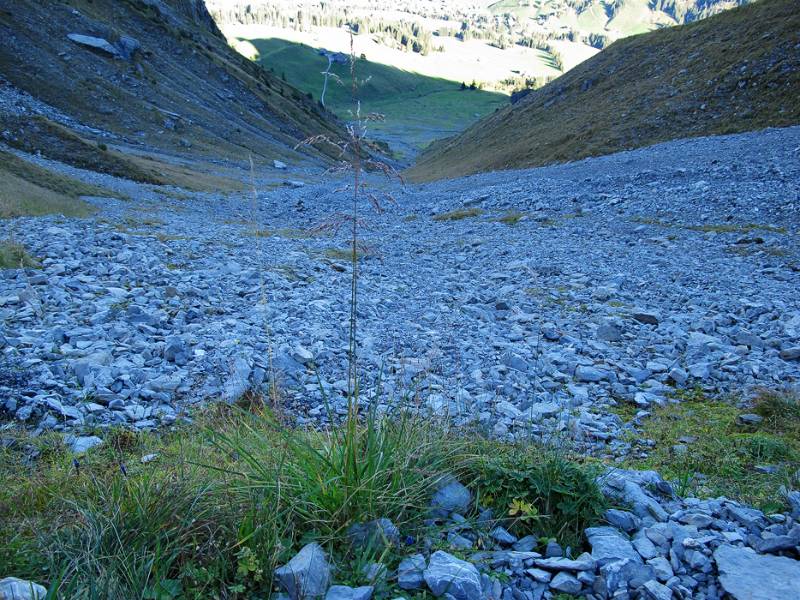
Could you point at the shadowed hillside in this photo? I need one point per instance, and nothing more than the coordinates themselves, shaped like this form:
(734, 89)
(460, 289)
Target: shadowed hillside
(738, 71)
(165, 83)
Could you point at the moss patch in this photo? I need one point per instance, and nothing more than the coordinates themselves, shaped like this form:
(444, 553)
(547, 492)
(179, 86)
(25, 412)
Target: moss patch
(699, 443)
(14, 256)
(457, 215)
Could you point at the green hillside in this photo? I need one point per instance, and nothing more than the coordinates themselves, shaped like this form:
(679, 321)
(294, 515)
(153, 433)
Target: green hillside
(418, 109)
(737, 71)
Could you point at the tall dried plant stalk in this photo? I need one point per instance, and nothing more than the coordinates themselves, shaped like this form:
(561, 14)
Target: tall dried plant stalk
(354, 158)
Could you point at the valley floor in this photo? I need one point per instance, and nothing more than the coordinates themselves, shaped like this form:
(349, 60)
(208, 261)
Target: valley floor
(532, 302)
(629, 308)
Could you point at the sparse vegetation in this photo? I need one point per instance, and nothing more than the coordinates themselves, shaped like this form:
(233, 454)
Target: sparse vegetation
(700, 444)
(512, 217)
(14, 256)
(30, 190)
(235, 494)
(458, 214)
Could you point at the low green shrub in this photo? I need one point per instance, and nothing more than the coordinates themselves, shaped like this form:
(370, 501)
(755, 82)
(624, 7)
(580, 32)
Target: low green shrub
(539, 490)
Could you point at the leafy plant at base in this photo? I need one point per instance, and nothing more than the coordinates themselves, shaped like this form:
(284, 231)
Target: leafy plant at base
(538, 490)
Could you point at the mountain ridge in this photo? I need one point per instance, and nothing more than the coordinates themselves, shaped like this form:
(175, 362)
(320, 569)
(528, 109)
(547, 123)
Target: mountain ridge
(747, 78)
(178, 91)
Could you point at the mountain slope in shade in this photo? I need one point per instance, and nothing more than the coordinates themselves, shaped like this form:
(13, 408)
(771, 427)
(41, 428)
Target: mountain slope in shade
(737, 71)
(182, 92)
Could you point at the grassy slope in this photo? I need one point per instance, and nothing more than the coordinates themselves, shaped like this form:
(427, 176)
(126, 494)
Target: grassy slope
(417, 108)
(30, 190)
(224, 501)
(738, 71)
(227, 106)
(701, 445)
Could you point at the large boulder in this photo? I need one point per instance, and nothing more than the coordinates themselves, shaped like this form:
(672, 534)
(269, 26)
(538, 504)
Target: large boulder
(410, 572)
(95, 43)
(746, 575)
(12, 588)
(609, 545)
(447, 574)
(307, 576)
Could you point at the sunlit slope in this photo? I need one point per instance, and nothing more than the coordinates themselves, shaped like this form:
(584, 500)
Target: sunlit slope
(737, 71)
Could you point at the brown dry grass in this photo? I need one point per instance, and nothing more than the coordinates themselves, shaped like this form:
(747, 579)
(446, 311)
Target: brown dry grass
(31, 190)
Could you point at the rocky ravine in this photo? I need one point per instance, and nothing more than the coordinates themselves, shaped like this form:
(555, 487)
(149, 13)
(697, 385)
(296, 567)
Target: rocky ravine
(620, 282)
(625, 278)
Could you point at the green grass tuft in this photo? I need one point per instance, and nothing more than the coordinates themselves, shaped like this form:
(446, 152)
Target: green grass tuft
(458, 214)
(237, 493)
(14, 256)
(699, 444)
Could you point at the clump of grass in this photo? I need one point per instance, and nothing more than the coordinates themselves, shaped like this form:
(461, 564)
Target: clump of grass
(236, 493)
(539, 490)
(362, 470)
(458, 214)
(699, 443)
(14, 256)
(31, 190)
(781, 410)
(512, 217)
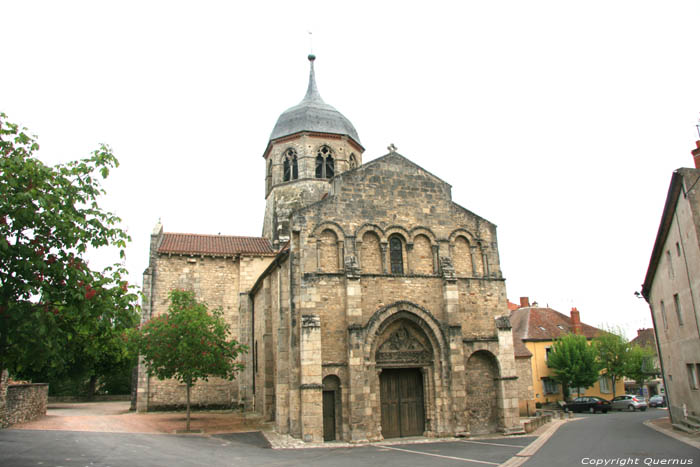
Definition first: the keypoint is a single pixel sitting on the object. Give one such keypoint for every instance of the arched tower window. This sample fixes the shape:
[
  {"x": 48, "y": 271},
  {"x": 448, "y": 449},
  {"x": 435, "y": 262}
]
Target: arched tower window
[
  {"x": 268, "y": 180},
  {"x": 325, "y": 166},
  {"x": 291, "y": 170},
  {"x": 396, "y": 255}
]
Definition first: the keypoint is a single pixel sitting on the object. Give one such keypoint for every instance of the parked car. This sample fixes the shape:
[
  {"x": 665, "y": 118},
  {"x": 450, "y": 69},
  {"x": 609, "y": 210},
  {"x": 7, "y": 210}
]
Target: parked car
[
  {"x": 657, "y": 401},
  {"x": 629, "y": 402},
  {"x": 590, "y": 404}
]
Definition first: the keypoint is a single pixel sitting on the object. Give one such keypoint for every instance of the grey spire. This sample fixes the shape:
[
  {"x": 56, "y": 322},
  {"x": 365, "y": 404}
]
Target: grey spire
[
  {"x": 312, "y": 114},
  {"x": 312, "y": 93}
]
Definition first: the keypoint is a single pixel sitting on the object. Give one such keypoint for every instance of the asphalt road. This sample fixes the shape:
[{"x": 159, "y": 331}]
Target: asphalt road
[
  {"x": 25, "y": 448},
  {"x": 620, "y": 438}
]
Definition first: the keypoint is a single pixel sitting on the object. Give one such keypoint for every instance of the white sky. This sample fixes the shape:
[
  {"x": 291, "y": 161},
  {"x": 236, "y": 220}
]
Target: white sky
[{"x": 559, "y": 121}]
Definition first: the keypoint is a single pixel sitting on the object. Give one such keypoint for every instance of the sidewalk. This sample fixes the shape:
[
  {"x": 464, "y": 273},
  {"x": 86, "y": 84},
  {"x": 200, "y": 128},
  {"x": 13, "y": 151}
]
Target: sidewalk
[
  {"x": 115, "y": 417},
  {"x": 663, "y": 425}
]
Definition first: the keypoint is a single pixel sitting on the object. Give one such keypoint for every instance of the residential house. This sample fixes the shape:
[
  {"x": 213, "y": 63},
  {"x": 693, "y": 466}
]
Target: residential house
[
  {"x": 534, "y": 332},
  {"x": 672, "y": 289},
  {"x": 654, "y": 385}
]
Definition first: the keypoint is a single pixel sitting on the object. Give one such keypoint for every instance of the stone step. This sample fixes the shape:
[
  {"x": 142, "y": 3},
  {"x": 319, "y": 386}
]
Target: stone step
[
  {"x": 694, "y": 420},
  {"x": 684, "y": 428}
]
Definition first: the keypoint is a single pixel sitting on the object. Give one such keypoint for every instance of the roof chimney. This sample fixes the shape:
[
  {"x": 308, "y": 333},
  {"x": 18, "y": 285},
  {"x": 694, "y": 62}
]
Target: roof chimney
[{"x": 576, "y": 327}]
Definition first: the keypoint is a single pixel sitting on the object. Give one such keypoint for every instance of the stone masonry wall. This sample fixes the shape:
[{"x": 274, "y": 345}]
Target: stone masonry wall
[
  {"x": 217, "y": 281},
  {"x": 24, "y": 402},
  {"x": 393, "y": 197},
  {"x": 523, "y": 369}
]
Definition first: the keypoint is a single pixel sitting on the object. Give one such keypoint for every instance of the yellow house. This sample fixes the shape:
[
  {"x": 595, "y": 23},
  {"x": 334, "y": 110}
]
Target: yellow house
[{"x": 534, "y": 332}]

____________________

Task description. Reproduce every line precisely as given, omitting all pictures.

Output below.
Could you point at the shadowed hillside in this photo? I need one point per instance, and nothing more than the coordinates themselves, shaped like this form:
(734, 89)
(460, 289)
Target: shadowed hillside
(738, 71)
(165, 83)
Could you point at the moss patch in this photo? I need one point per instance, and nothing more than the coordinates themselves, shaped like this form:
(444, 553)
(547, 492)
(179, 86)
(25, 412)
Target: moss patch
(699, 443)
(14, 256)
(457, 215)
Could you point at the green hillside in this photo? I need one point per instance, and nothing more than the coordinates themselves, shaped like this form:
(679, 321)
(294, 515)
(153, 433)
Target: green hillside
(418, 109)
(737, 71)
Could you point at the tall dried plant stalk in this photo? I need one point per instance, and nothing more than the coordinates themselves, shaped like this form:
(561, 14)
Target: tall dried plant stalk
(354, 158)
Could you point at the valley floor in this photo? I need one point per instance, and nothing more than the coordinates themselves, shaped like this form:
(349, 60)
(208, 261)
Target: valley floor
(532, 302)
(629, 308)
Could you point at the sparse vegetation in this photo? I need one point per instance, and nothing more than the coordinates themselves, shaped like this form:
(233, 454)
Target: sparse vegetation
(700, 444)
(512, 217)
(14, 256)
(30, 190)
(235, 494)
(458, 214)
Could you point at the low green shrub in this photo? I need one point per instance, and nothing more than the coordinates themselves, shaped like this form:
(370, 501)
(755, 82)
(624, 7)
(580, 32)
Target: low green shrub
(539, 490)
Could you point at the leafy plant at base in this photo? I need one point per instance, and nothing more than the coordinates themselves, shaped like this form:
(284, 231)
Target: leafy plant at base
(538, 490)
Could you point at the mountain ridge in this photo? I need one point per instance, and nothing more than the coordinates themselves, shaped like this form:
(175, 362)
(320, 569)
(528, 109)
(547, 123)
Target: mountain ridge
(747, 78)
(178, 91)
Could you point at the mountain slope in shade in this photo? I need one point per instance, and nothing more than the coordinates themselves, shaped like this form:
(13, 408)
(771, 427)
(41, 428)
Target: mountain slope in shade
(737, 71)
(182, 92)
Could you point at the grassy slope in this photo? I need one point per instance, and nothing more than the coordinates themselves, shaped like this form:
(427, 176)
(126, 494)
Target: grassy slope
(417, 108)
(30, 190)
(224, 501)
(738, 71)
(227, 106)
(701, 445)
Could you point at the large boulder in this photo? I need one point per instance, and nothing more than the coordinates themselves, shaped like this form:
(672, 534)
(269, 26)
(538, 504)
Target: large boulder
(410, 572)
(95, 43)
(746, 575)
(12, 588)
(609, 545)
(447, 574)
(307, 576)
Could you point at the sunlit slope in this photo? I need one point per instance, and nothing more than the coordinates themselves, shaped like this form:
(584, 500)
Target: sunlit slope
(737, 71)
Could you point at the brown dry grass in this photo? I need one point per instance, and nothing more than the coordinates themselves, shaped like this form:
(747, 579)
(446, 311)
Target: brown dry grass
(31, 190)
Could you point at the rocky ravine in this photo? I need one point per instance, and nothing more than the coordinates themselves, shaped like this form:
(555, 487)
(149, 13)
(697, 385)
(296, 567)
Target: rocky ravine
(620, 282)
(625, 278)
Could you point at the green grass tuft in this photo? I need one point per instance, and nothing more than the coordinates themselves, shaped like this form:
(446, 152)
Target: green grass tuft
(458, 214)
(237, 493)
(14, 256)
(699, 444)
Could you point at the clump of grass in this photo? I need one point per instance, and nothing more than the coordinates themselves, shaped like this form:
(461, 564)
Target: clump of grass
(236, 493)
(539, 490)
(362, 470)
(458, 214)
(699, 443)
(14, 256)
(31, 190)
(781, 410)
(512, 217)
Definition first: the keypoint is a single pixel sitting on the object. Give one such keypoint for every instance of the arched tower window. This sample fixes the shape:
[
  {"x": 48, "y": 271},
  {"x": 448, "y": 449},
  {"x": 435, "y": 262}
]
Target: arched tower window
[
  {"x": 268, "y": 180},
  {"x": 325, "y": 166},
  {"x": 291, "y": 170},
  {"x": 396, "y": 255}
]
Definition first: the keypoint is a single pixel sitting on the object. Give one such keypoint for every instance of the parked car. This sample fixes the shape:
[
  {"x": 665, "y": 118},
  {"x": 450, "y": 69},
  {"x": 609, "y": 210},
  {"x": 7, "y": 210}
]
Target: parked car
[
  {"x": 657, "y": 401},
  {"x": 629, "y": 402},
  {"x": 590, "y": 404}
]
Definition first: the keypoint is a single pixel sitting on the object. Give one such keypoint for every instance of the grey spire. This sample fixes the shape:
[
  {"x": 56, "y": 322},
  {"x": 365, "y": 404}
]
Target: grey spire
[
  {"x": 312, "y": 114},
  {"x": 312, "y": 93}
]
Definition first: the keypoint is a single pixel sitting on the object. Give one such keypoint for every instance of the asphalt road. This sample fixes the shape:
[{"x": 159, "y": 331}]
Target: asphalt road
[
  {"x": 25, "y": 448},
  {"x": 620, "y": 438}
]
Definition first: the keypoint is a single pixel sitting on the object. Give one such keypoint for every instance of the white sky. This sample fixes the shape:
[
  {"x": 291, "y": 161},
  {"x": 236, "y": 220}
]
Target: white sky
[{"x": 559, "y": 121}]
Definition first: the keypoint is a single pixel sitting on the object. Give one such keypoint for every instance of the sidewalk. This sample fixes the shape:
[
  {"x": 464, "y": 273},
  {"x": 86, "y": 84},
  {"x": 200, "y": 128},
  {"x": 13, "y": 151}
]
Target: sidewalk
[
  {"x": 115, "y": 417},
  {"x": 663, "y": 425}
]
Definition first: the keypoint is a single pixel sitting on the object. Give one such keypoint for every instance of the residential house. This sample fixes the shape:
[
  {"x": 213, "y": 63},
  {"x": 693, "y": 466}
]
Target: residential house
[
  {"x": 534, "y": 332},
  {"x": 672, "y": 289},
  {"x": 654, "y": 385}
]
Definition first: the keypoint is a single pixel sitting on the object. Give one such keypoint for every instance of the stone step. This sample fixes the shape:
[
  {"x": 142, "y": 3},
  {"x": 319, "y": 386}
]
Target: stone step
[
  {"x": 694, "y": 420},
  {"x": 684, "y": 428}
]
Definition first: the keypoint is a single pixel sitting on the object. Give one such keypoint for every instance of the roof chimney. This sample fixes the shape:
[
  {"x": 308, "y": 333},
  {"x": 18, "y": 285},
  {"x": 694, "y": 62}
]
Target: roof chimney
[{"x": 576, "y": 327}]
Definition first: the keypoint is a single pixel sitting on the object. Give one such keypoint for every instance of the stone masonry wall. This sample fixes the shape:
[{"x": 274, "y": 345}]
Target: stone masonry wall
[
  {"x": 217, "y": 281},
  {"x": 24, "y": 402},
  {"x": 393, "y": 197},
  {"x": 523, "y": 369}
]
Definition first: the keypoint is a single pixel sitting on the object. Give one such keypoint for every instance of the yellow house. This sample fixes the shape:
[
  {"x": 595, "y": 23},
  {"x": 334, "y": 110}
]
Target: yellow house
[{"x": 534, "y": 332}]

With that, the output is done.